## Your instructions:
For each statement below, say whether it agrees with the passage about The Mount Sinai Medical Center. Answer yes or no and quote the exact words of the passage that decide it.
1. Mount Sinai School of Medicine was founded before The Mount Sinai Hospital.
2. Mount Sinai School of Medicine has more than 3,400 faculty.
3. In 2011, U.S. News & World Report placed The Mount Sinai Hospital 16th on its Honor Roll.

## Exercise passage:
_ _ _ _ _ _ _

About The Mount Sinai Medical Center

The Mount Sinai Medical Center encompasses both The Mount Sinai Hospital and Mount Sinai School of Medicine. Established in 1968, Mount Sinai School of Medicine is one of the leading medical schools in the United States. The Medical School is noted for innovation in education, biomedical research, clinical care delivery, and local and global community service. It has more than 3,400 faculty in 32 departments and 14 research institutes, and ranks among the top 20 medical schools both in National Institutes of Health (NIH) funding and by U.S. News & World Report.

The Mount Sinai Hospital, founded in 1852, is a 1,171-bed tertiary- and quaternary-care teaching facility and one of the nation's oldest, largest and most-respected voluntary hospitals. In 2011, U.S. News & World Report ranked The Mount Sinai Hospital 16th on its elite Honor Roll of the nation's top hospitals based on reputation, safety, and other patient-care factors. Of the top 20 hospitals in the United States, Mount Sinai is one of 12 integrated academic medical centers whose medical school ranks among the top 20 in NIH funding and U.S. News & World Report and whose hospital is on the U.S. News & World Report Honor Roll. Nearly 60,000 people were treated at Mount Sinai as inpatients last year, and approximately 560,000 outpatient visits took place.

_ _ _ _ _ _ _

## Entries provided:
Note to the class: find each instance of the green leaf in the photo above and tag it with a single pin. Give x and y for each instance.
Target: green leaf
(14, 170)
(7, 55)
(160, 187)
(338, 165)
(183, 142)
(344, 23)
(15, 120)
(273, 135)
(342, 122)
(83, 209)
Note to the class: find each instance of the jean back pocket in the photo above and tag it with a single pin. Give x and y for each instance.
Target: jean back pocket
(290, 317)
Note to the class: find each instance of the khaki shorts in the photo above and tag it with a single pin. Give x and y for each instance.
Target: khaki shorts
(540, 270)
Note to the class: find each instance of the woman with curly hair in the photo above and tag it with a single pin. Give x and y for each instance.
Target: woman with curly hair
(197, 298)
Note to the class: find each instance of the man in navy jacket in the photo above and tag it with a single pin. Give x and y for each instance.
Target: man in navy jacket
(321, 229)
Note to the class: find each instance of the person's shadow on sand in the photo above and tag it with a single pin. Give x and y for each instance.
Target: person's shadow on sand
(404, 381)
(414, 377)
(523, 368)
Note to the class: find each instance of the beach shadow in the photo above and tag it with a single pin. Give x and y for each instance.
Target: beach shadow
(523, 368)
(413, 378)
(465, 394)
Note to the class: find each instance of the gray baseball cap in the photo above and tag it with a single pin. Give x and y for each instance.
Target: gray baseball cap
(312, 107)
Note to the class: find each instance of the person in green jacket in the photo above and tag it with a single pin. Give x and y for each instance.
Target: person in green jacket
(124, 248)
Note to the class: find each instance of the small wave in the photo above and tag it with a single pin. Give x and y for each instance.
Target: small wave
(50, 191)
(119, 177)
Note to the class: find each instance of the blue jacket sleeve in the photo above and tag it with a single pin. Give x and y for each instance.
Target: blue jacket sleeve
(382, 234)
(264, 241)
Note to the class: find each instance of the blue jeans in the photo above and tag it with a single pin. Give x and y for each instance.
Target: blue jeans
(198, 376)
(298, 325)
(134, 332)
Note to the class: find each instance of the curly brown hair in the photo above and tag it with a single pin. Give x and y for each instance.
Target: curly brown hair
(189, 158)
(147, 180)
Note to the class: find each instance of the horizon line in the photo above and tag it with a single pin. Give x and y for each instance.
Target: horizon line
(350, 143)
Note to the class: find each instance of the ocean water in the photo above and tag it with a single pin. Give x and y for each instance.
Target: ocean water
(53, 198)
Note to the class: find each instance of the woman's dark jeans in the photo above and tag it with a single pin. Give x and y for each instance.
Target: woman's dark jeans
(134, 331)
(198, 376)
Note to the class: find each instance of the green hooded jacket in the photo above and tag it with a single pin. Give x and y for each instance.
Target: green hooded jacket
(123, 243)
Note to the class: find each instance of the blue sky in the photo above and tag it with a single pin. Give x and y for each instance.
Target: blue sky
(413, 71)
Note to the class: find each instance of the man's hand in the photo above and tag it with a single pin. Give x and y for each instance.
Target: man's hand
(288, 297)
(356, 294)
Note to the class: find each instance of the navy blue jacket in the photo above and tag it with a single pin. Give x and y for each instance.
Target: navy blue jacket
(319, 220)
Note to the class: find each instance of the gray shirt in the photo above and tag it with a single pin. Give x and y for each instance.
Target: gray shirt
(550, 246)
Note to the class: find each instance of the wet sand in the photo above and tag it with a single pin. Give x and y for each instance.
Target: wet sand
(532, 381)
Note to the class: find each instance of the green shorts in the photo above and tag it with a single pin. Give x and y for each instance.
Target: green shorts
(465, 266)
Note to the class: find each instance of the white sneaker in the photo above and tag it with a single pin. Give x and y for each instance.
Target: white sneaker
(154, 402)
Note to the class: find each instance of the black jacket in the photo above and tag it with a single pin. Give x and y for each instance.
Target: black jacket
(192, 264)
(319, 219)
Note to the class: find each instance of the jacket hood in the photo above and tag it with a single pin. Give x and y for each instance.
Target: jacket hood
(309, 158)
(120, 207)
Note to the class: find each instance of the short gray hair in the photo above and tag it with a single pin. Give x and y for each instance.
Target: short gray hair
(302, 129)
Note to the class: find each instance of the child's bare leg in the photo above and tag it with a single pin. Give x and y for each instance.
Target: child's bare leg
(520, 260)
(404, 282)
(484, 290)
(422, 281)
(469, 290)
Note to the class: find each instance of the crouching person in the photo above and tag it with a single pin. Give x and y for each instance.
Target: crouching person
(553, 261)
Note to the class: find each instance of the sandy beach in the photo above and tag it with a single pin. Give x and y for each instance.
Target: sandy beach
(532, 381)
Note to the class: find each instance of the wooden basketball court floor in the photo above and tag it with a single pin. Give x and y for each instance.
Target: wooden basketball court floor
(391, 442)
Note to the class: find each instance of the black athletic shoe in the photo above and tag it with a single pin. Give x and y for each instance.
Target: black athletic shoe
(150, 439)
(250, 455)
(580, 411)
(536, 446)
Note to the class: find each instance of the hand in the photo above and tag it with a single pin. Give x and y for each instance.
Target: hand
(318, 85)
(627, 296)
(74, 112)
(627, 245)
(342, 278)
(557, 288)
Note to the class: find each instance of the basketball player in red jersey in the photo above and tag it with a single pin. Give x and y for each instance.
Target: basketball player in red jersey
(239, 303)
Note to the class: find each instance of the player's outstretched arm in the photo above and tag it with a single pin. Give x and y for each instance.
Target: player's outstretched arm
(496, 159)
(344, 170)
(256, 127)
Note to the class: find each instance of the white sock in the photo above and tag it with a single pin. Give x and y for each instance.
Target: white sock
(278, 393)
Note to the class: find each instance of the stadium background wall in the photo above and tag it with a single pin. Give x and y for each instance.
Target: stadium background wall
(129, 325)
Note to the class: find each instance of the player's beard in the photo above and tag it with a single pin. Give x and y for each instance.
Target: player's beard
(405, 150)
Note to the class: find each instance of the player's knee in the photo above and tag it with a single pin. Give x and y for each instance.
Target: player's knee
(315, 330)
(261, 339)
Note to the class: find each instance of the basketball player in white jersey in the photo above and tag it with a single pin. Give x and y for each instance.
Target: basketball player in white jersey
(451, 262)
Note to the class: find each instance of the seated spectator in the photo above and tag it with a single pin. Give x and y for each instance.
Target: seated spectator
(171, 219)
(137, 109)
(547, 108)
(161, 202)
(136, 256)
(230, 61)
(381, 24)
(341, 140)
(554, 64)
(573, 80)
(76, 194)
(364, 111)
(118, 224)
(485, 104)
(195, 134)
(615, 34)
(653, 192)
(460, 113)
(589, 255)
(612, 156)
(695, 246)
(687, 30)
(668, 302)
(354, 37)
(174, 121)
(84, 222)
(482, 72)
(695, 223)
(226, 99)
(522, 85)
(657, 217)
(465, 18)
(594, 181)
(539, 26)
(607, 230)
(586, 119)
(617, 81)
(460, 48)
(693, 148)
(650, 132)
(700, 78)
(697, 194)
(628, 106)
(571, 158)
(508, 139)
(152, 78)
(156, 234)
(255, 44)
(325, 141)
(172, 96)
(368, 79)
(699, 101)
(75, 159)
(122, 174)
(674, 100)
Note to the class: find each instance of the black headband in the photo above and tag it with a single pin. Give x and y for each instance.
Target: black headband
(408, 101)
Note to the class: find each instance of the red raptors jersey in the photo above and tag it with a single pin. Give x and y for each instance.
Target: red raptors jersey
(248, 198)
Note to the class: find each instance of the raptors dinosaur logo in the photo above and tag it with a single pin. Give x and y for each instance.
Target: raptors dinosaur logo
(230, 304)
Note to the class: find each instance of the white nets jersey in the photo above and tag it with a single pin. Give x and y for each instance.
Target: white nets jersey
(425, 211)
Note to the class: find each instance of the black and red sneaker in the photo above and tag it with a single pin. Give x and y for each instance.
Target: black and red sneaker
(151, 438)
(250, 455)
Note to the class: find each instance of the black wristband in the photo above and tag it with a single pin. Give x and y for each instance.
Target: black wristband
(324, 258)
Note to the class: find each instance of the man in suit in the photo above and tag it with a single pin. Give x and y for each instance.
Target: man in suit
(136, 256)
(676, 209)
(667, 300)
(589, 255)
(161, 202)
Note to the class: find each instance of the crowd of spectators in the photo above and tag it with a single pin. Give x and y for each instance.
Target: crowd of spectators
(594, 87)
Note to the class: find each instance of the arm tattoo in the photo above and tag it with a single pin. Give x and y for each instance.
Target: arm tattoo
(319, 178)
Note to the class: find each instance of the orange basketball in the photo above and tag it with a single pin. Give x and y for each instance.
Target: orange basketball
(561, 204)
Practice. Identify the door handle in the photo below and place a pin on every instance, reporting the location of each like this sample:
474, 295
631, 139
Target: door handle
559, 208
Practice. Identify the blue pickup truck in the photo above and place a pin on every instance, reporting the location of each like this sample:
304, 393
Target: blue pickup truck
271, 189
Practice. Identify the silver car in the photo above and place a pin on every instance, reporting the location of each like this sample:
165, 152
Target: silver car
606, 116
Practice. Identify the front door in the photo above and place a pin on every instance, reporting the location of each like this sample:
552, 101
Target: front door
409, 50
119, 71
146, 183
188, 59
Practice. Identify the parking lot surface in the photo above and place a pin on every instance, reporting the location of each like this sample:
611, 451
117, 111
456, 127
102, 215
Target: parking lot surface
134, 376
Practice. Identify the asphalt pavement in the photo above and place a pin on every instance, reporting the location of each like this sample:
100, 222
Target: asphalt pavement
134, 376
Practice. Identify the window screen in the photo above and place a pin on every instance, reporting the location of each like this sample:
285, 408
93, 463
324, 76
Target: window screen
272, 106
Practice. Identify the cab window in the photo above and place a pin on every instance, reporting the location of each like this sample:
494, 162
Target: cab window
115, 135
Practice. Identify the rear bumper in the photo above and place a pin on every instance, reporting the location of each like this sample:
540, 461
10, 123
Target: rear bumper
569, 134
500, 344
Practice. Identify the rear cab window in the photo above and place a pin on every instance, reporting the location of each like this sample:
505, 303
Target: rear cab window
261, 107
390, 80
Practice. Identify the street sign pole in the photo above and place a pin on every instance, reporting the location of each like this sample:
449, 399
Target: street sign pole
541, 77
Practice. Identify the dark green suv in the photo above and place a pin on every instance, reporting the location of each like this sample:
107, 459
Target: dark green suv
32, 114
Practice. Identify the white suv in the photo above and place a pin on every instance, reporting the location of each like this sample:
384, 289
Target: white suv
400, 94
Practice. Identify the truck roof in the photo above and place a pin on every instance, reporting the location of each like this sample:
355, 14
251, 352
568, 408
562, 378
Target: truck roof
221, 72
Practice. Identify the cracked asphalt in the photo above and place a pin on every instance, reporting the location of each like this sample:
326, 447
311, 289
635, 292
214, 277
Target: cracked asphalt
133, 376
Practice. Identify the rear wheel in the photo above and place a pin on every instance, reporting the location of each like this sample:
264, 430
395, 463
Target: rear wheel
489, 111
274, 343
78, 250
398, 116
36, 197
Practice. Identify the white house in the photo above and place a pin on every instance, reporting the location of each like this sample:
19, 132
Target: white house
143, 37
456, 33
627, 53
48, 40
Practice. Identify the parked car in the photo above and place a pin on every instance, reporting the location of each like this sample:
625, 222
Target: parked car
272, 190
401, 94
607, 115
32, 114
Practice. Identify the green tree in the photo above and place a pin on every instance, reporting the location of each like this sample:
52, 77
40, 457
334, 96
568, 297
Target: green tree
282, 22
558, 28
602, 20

_ _ _ _ _ _ _

## Finished task:
1. No: "Established in 1968, Mount Sinai School of Medicine" and "The Mount Sinai Hospital, founded in 1852"
2. Yes: "It has more than 3,400 faculty in 32 departments and 14 research institutes"
3. Yes: "In 2011, U.S. News & World Report ranked The Mount Sinai Hospital 16th on its elite Honor Roll"